**Given records**
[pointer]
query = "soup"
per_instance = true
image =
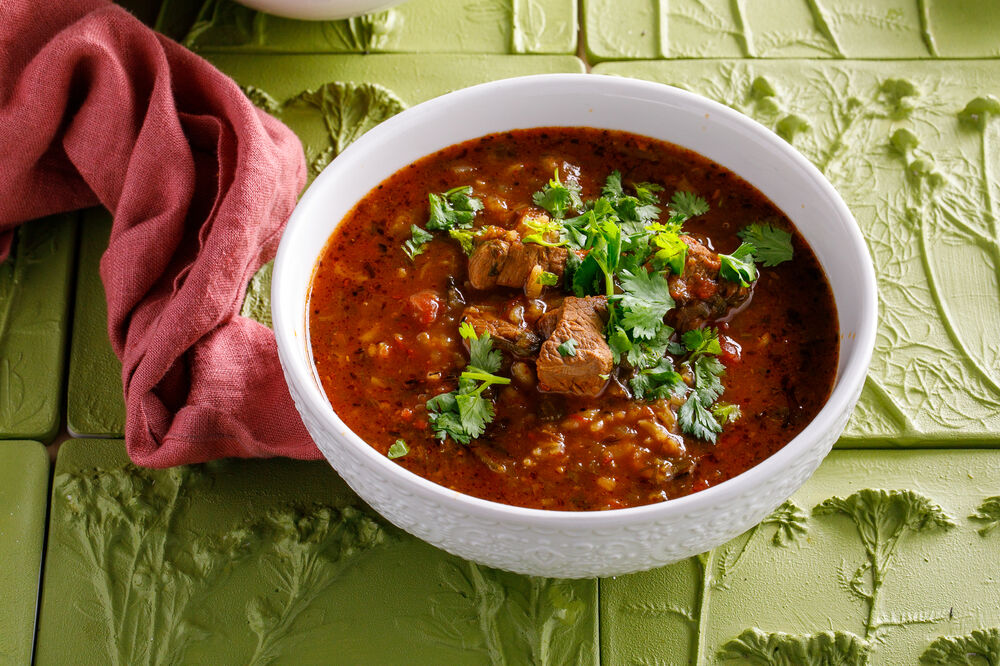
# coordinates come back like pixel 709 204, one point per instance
pixel 572 319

**Directions**
When the line containing "per_instance = true" has been located, retype it and each line after it through the end of the records, excluding the pictures and adding nothing else.

**Response box**
per_instance = true
image =
# coordinates come back like pixel 709 204, one point per instance
pixel 572 319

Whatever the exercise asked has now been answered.